*** Opening of TASK INPUTS ***

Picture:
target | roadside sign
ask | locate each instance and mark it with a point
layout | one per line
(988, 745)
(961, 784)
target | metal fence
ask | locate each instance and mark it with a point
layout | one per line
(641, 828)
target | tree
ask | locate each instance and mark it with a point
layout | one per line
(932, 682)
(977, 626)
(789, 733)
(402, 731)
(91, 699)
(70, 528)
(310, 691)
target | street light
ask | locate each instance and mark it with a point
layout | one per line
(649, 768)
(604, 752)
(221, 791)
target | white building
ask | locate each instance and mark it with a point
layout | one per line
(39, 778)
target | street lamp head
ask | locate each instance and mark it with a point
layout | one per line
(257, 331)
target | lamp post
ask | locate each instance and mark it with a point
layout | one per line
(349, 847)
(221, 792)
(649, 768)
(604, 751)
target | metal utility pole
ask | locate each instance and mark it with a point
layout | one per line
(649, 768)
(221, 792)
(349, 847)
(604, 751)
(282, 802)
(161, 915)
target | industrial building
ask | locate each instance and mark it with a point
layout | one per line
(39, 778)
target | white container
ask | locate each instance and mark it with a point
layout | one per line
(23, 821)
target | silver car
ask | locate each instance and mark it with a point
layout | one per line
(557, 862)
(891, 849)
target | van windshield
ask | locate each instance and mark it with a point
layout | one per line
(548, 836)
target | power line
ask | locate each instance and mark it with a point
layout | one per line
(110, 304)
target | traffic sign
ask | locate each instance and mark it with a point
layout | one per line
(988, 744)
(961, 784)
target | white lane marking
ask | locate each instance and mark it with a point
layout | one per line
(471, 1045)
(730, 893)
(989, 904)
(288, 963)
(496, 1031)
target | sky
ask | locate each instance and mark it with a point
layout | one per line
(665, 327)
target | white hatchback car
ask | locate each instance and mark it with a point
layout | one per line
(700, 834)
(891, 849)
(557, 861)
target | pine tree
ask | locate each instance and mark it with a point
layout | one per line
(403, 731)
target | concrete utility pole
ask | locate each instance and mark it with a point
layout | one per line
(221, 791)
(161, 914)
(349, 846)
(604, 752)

*** Close of TASK INPUTS ***

WORK TASK: Transcribe every record exactly.

RESPONSE TO THE TASK:
Picture:
target | roadside sign
ask | locate each instance and mark it with a point
layout | one per line
(988, 745)
(961, 784)
target | metal fence
ask | locate each instance and mark it with a point
layout | one per line
(641, 828)
target | tree
ask | locate each instance and mark it with a point
layout | one per line
(932, 682)
(977, 626)
(789, 733)
(402, 731)
(91, 699)
(70, 528)
(310, 691)
target | street light
ask | locate each instance and mark it with a point
layout | one per line
(649, 768)
(604, 752)
(221, 791)
target | white building
ask | locate each instance and mark it with a point
layout | one per line
(39, 778)
target | street lamp head
ask | locate each instance and mark it with a point
layout | one per line
(257, 331)
target | lamp post
ask | locate each instance and mark it with a point
layout | one per line
(349, 847)
(221, 792)
(649, 768)
(604, 751)
target | metal utility pole
ask | locate each instance and mark it with a point
layout | one per line
(649, 768)
(221, 792)
(349, 847)
(604, 751)
(282, 802)
(161, 915)
target | industrial building
ask | locate each instance and mark it with a point
layout | one per line
(39, 778)
target | white container
ask | locate each instance and mark it with a point
layout | one per line
(23, 821)
target | silver car
ask | locate each instance and mark it with a point
layout | one per line
(557, 862)
(891, 849)
target | van windshield
ask | locate each instance and mark it with a point
layout | one per line
(548, 836)
target | power line
ask | locate each instance and mark it with a point
layout | one per line
(110, 304)
target | traffic sign
ask | locate each instance and mark it with a point
layout | one per line
(988, 744)
(961, 784)
target | white lane marking
ask | locate each instance and mark it with a point
layout | one per line
(471, 1045)
(730, 893)
(989, 904)
(288, 963)
(496, 1031)
target | sky
ask | locate each instance and mark it with a point
layout | one per line
(665, 327)
target | white hatchback car
ask | locate each instance and mark it with a point
layout | one per line
(700, 834)
(891, 849)
(557, 861)
target | pine tree
ask | locate each instance and mark it with a point
layout | one per line
(403, 731)
target | concrete utility pole
ask | locate each instance and mark it with a point
layout | one per line
(221, 791)
(161, 914)
(349, 846)
(604, 752)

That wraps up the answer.